*OBJETIVO DEL EJERCICIO*: Imprime el fragmento de la fuente que va entre "En vista de" y "en el continente.", ambos incluidos.

*FUENTE*:
──────────────────────────────

En vista de la resistencia que despertó el año pasado el
intento de alimentar a los famélicos con maíz
transgénico, los cerebros de la industria reconocieron la
necesidad de trabajar el terreno con más tacto, optando
por crear primero las condiciones para favorecer la
aceptación de los productos genéticamente modificados
(GM).
Para ello, en el ámbito de un nuevo proyecto, USAID
dedicará en total unos 40 millones de dólares -que serán
invertidos a través de diversas entidades y consorcios
occidentales- para crear capacidades de investigación en
biotecnología, elaborar los marcos legales de la
bioseguridad y facilitar la diseminación de productos GM
en el continente.

──────────────────────────────

(Entradas de un conjunto de datos)
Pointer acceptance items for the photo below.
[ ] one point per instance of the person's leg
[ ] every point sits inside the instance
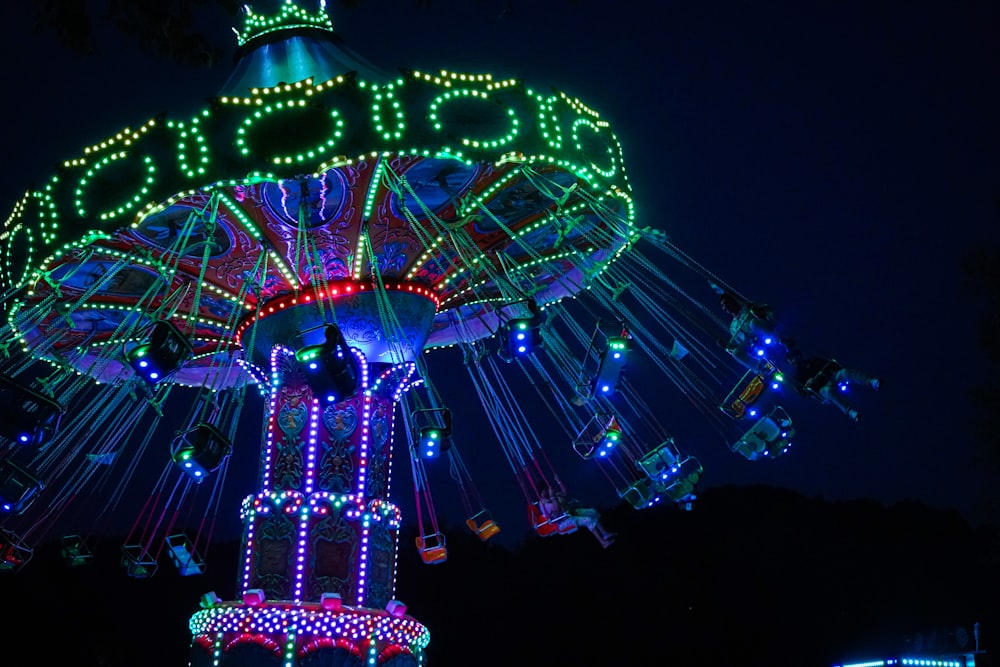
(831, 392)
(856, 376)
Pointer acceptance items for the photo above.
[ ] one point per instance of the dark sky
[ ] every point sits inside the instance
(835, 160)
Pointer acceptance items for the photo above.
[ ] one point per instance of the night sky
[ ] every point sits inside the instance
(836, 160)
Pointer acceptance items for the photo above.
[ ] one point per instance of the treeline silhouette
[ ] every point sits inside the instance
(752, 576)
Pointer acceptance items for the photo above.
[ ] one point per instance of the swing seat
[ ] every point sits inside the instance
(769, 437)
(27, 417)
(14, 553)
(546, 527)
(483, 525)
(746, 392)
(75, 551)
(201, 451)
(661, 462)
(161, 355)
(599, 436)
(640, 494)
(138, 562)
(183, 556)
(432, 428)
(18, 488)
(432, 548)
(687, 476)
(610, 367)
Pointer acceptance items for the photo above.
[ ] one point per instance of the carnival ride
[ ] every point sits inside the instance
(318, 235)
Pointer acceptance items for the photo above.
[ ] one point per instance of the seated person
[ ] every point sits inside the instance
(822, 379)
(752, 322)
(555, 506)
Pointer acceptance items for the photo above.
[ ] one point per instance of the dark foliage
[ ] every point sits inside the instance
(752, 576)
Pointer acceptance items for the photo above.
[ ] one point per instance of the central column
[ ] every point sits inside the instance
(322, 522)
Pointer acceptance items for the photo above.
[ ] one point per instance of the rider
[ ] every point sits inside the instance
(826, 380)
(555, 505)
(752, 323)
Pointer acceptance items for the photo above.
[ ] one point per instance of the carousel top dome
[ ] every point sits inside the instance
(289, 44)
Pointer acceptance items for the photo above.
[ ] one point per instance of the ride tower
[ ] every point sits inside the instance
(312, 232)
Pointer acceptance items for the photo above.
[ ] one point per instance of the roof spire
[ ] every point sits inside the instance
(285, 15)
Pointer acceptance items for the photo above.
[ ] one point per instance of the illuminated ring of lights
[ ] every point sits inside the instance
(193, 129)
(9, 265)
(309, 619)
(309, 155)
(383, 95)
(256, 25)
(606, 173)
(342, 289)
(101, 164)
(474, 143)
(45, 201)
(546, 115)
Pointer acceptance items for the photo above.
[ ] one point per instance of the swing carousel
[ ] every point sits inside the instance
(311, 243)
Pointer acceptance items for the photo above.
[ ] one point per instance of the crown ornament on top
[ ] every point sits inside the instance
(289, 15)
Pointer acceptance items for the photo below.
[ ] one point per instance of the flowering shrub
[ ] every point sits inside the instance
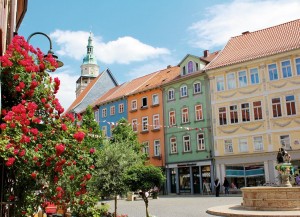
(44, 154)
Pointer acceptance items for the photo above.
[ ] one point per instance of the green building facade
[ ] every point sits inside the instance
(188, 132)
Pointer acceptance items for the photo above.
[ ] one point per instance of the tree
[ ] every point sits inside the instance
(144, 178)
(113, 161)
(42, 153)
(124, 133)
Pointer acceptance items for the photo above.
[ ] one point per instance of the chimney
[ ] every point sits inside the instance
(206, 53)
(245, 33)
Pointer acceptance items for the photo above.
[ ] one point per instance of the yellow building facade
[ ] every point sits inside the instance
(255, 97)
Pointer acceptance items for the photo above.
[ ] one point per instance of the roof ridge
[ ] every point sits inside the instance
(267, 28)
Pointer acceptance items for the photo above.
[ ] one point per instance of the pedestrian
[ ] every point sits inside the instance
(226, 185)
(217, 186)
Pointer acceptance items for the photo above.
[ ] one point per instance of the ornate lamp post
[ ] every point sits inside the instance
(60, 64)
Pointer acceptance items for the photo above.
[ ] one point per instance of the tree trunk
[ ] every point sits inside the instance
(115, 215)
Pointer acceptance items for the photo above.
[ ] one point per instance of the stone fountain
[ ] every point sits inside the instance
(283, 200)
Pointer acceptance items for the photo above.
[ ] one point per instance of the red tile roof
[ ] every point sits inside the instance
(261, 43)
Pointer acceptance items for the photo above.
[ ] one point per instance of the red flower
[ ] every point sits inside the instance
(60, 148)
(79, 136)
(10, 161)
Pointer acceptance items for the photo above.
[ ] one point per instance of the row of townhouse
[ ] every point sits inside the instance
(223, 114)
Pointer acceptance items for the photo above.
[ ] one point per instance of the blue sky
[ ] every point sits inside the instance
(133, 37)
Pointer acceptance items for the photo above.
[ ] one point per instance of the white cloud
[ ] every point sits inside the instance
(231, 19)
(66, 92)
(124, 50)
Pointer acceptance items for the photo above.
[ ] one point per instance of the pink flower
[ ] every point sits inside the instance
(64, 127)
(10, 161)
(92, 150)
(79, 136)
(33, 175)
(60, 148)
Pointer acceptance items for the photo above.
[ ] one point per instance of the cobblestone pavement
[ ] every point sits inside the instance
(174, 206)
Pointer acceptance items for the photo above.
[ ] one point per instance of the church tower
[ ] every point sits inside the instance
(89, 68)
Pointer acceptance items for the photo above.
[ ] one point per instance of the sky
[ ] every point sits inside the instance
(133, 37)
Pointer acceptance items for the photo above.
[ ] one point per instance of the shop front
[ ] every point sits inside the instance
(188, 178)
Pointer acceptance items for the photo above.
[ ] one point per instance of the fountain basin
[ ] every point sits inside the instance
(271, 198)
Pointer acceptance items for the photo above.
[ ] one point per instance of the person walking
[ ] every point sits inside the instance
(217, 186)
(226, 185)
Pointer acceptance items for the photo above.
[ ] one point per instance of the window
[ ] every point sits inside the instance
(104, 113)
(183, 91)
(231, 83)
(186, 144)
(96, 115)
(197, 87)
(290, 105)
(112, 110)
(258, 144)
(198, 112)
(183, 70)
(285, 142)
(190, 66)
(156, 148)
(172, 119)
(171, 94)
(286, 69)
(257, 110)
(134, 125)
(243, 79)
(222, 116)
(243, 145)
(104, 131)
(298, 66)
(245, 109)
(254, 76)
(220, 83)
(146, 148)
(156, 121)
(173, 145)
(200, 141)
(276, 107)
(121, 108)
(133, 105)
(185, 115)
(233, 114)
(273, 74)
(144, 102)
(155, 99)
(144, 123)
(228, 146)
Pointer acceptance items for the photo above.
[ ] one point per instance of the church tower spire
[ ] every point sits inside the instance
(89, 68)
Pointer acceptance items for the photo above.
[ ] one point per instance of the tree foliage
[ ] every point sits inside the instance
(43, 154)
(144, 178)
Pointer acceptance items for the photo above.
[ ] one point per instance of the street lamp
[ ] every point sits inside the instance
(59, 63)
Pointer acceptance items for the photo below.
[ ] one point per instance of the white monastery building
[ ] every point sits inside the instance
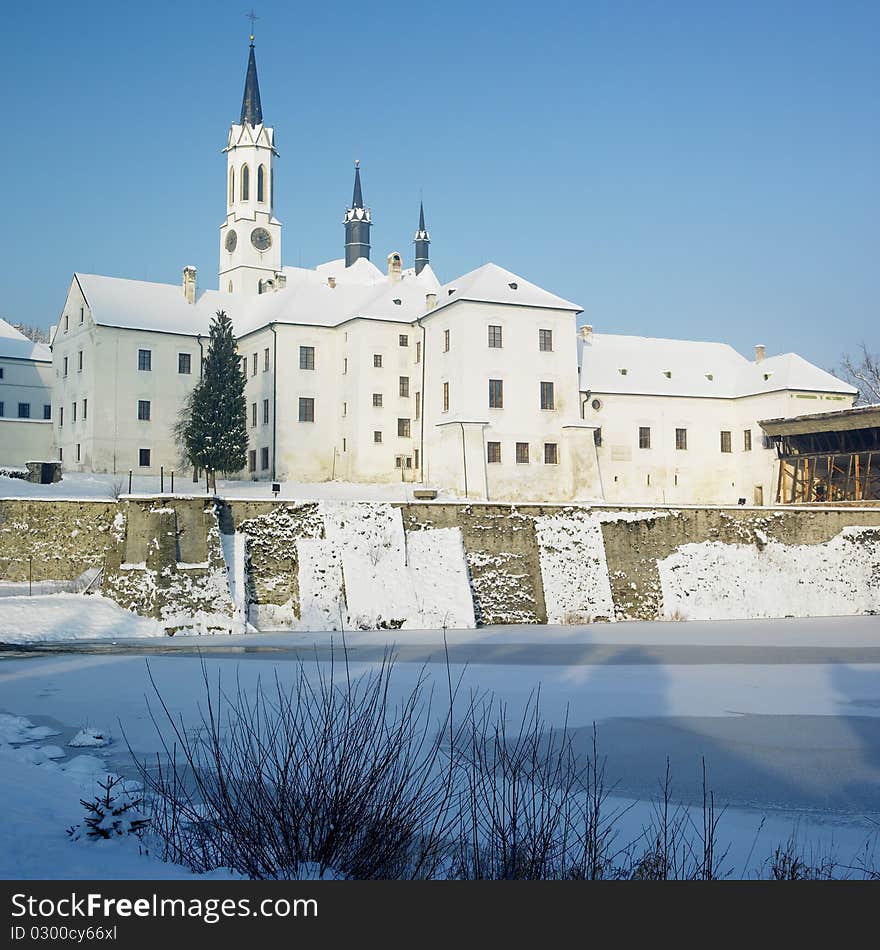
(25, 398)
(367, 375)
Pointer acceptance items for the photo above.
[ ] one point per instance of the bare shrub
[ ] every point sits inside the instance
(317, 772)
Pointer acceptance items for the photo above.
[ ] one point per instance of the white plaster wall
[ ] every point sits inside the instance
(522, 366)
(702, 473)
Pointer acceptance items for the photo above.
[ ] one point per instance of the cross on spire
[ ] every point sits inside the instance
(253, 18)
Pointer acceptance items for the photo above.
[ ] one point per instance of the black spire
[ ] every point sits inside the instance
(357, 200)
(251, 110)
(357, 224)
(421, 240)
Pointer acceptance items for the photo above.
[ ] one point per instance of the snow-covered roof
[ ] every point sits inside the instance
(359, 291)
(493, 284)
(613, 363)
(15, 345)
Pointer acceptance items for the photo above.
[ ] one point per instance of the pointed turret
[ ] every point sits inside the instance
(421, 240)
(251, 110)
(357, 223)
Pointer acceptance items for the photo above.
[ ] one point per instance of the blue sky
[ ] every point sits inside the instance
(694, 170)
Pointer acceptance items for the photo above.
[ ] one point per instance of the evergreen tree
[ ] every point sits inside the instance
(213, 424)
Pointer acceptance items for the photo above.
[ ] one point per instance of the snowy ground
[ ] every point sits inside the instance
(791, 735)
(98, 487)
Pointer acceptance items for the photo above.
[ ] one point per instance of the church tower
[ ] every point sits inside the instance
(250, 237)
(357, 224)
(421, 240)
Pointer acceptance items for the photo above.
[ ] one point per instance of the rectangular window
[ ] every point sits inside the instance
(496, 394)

──────────────────────────────

*RESPUESTA ESPERADA*:
En vista de la resistencia que despertó el año pasado el
intento de alimentar a los famélicos con maíz
transgénico, los cerebros de la industria reconocieron la
necesidad de trabajar el terreno con más tacto, optando
por crear primero las condiciones para favorecer la
aceptación de los productos genéticamente modificados
(GM).
Para ello, en el ámbito de un nuevo proyecto, USAID
dedicará en total unos 40 millones de dólares -que serán
invertidos a través de diversas entidades y consorcios
occidentales- para crear capacidades de investigación en
biotecnología, elaborar los marcos legales de la
bioseguridad y facilitar la diseminación de productos GM
en el continente.